**DIRECTIVE A**
In the article on the workplace harassment task force, how many sexual harassment reports did the commission receive in the 2017 fiscal year?
**DIRECTIVE B**
Go on with the article about the Equal Employment Opportunity Commission's harassment task force, picking up after its final sentence.

**EXCERPT**

* Begin *

Nalls was one of several legal experts, entrepreneurs, nonprofit workers and labor advocates who spoke last week at a meeting held in Washington by the Equal Employment Opportunity Commission. In light of the #MeToo movement, which has shaken Hollywood, politics and other industries, the commission reconvened a task force it had created two years ago as part of a broad investigation into workplace harassment.

Members of the task force discussed how to stop harassment for some of the country’s most vulnerable, and less visible, employees — including those who might face harassment not just from their co-workers, but also from customers and guests.

Even as thousands of women continue to speak out about their experiences with harassment, Victoria A. Lipnic, the commission’s acting chairwoman, said it had not received an increase in sexual harassment reports so far this fiscal year, which began last fall just as harassment accusations against Harvey Weinstein were brought to light. In the 2017 fiscal year, the commission received more than 12,400 reports of sexual harassment.

* End *

**MATERIAL PROVIDED**
* Begin *

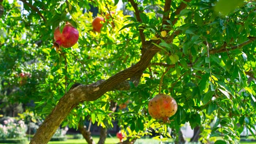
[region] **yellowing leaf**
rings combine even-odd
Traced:
[[[163,37],[165,37],[166,34],[167,34],[167,33],[166,33],[166,31],[165,30],[161,31],[161,35],[162,35],[162,36]]]
[[[72,5],[70,4],[68,4],[68,10],[71,11],[72,9]]]
[[[160,38],[158,38],[157,37],[155,36],[151,38],[152,40],[157,40],[160,39]]]

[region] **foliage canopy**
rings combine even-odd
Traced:
[[[127,69],[132,76],[125,79],[128,89],[120,88],[123,83],[119,83],[97,99],[70,106],[74,109],[63,118],[63,125],[76,128],[81,119],[91,118],[93,122],[109,128],[112,120],[118,120],[127,136],[139,137],[151,129],[170,136],[167,127],[177,133],[188,122],[192,128],[205,128],[203,143],[209,136],[221,136],[223,139],[216,142],[236,143],[244,127],[253,134],[256,2],[123,1],[124,8],[134,11],[133,15],[116,11],[116,0],[4,0],[0,18],[0,89],[16,90],[0,96],[13,102],[32,101],[34,110],[46,116],[74,84],[101,83],[118,73],[122,79],[126,77],[118,72]],[[92,31],[92,13],[83,14],[83,10],[90,9],[89,4],[98,8],[99,16],[115,11],[103,23],[100,33]],[[51,48],[53,31],[59,26],[63,29],[66,21],[77,28],[79,39],[71,48],[57,53]],[[152,57],[147,57],[150,54]],[[146,68],[133,73],[138,64]],[[19,75],[22,72],[31,77],[24,81]],[[138,77],[137,83],[133,80]],[[147,110],[149,101],[159,92],[171,95],[178,106],[170,123],[163,126]],[[108,114],[112,113],[111,101],[126,103],[127,107]]]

* End *

**ANSWER A**
More than 12,400.

**ANSWER B**
“What I have heard a lot of is internally, employers have seen an uptick within their own internal processes, of people coming to HR complaining, that human resources has an uptick in investigations that they are conducting,” Lipnic said.

Though reports to the commission have not increased, there have been signs of increased awareness of the agency’s work. According to a commissioner, Chai Feldblum, the rate of online traffic on the agency’s website has tripled in the past few months. For Lipnic and Feldblum, who both led the original task force, the past nine months have provided the “cultural awakening” necessary for the commission to insert itself as a crucial player in the conversation happening in the news media and on social media.

In 2016, the commission, which is charged with enforcing federal laws prohibiting workplace discrimination, released a report that found that “much of the training done over the last 30 years has not worked as a prevention tool — it’s been too focused on simply avoiding legal liability.”

Since the report’s release, the commission has been busy providing employers new training programs that focus on respect and inclusivity rather than legal definitions.

But many employers have turned to more creative solutions for mitigating sexual harassment faced by their workers.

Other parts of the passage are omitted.